Every entry that follows is to be duplicated exactly.

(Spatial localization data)

□ □ □ □ □

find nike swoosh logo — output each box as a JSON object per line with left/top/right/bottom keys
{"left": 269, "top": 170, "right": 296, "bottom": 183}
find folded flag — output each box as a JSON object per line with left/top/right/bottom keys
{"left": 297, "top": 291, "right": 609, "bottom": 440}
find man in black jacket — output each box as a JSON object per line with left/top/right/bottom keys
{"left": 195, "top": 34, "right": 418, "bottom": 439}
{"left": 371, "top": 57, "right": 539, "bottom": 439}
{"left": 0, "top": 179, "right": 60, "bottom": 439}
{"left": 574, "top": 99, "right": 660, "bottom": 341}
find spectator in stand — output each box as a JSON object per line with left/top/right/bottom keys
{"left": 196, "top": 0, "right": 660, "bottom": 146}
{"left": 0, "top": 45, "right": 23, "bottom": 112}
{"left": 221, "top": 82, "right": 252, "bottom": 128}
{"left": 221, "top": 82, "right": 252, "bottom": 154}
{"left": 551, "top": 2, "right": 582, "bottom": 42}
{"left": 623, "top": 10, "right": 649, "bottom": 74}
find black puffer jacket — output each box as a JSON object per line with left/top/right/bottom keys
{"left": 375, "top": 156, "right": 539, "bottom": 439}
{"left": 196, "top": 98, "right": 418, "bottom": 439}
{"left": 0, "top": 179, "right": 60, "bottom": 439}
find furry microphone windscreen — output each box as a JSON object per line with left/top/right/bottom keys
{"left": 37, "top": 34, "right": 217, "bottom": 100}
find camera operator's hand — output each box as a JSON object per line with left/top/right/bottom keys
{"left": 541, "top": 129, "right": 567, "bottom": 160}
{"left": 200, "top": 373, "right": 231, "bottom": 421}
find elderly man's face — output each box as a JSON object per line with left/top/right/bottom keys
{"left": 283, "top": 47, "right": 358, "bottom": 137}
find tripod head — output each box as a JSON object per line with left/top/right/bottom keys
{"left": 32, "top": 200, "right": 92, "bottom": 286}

□ □ □ □ □

▶ _REPLY_:
find nike swoosh logo — output each box as a JSON object per line with left/top/right/bottom keys
{"left": 269, "top": 170, "right": 296, "bottom": 183}
find folded flag — output each box as a JSON object per line with left/top/right/bottom keys
{"left": 297, "top": 291, "right": 609, "bottom": 440}
find man in black jacket — output each box as a JSON object per line with left/top/right/bottom keys
{"left": 195, "top": 34, "right": 418, "bottom": 439}
{"left": 371, "top": 57, "right": 539, "bottom": 439}
{"left": 0, "top": 179, "right": 60, "bottom": 439}
{"left": 574, "top": 99, "right": 660, "bottom": 341}
find spectator in stand — output each box as a JSON object per line with left/top/right/bottom keys
{"left": 196, "top": 0, "right": 660, "bottom": 146}
{"left": 0, "top": 45, "right": 23, "bottom": 112}
{"left": 221, "top": 82, "right": 252, "bottom": 128}
{"left": 221, "top": 82, "right": 252, "bottom": 154}
{"left": 551, "top": 2, "right": 582, "bottom": 42}
{"left": 623, "top": 10, "right": 649, "bottom": 74}
find black puffer jacket — output each box as a JSON object per line with left/top/right/bottom keys
{"left": 375, "top": 156, "right": 539, "bottom": 439}
{"left": 196, "top": 98, "right": 418, "bottom": 439}
{"left": 0, "top": 179, "right": 60, "bottom": 439}
find furry microphone windscreen — output each box as a JSON object per line with left/top/right/bottom keys
{"left": 37, "top": 34, "right": 217, "bottom": 100}
find camera operator's hand — output each box as a JSON object per line with left/top/right/bottom keys
{"left": 541, "top": 129, "right": 567, "bottom": 160}
{"left": 200, "top": 373, "right": 231, "bottom": 421}
find elderly man's face — output each box as a JSON object per line with left/top/right/bottom keys
{"left": 283, "top": 47, "right": 358, "bottom": 137}
find tripod head — output each box as a JSON object per line with left/top/right/bottom keys
{"left": 32, "top": 200, "right": 92, "bottom": 286}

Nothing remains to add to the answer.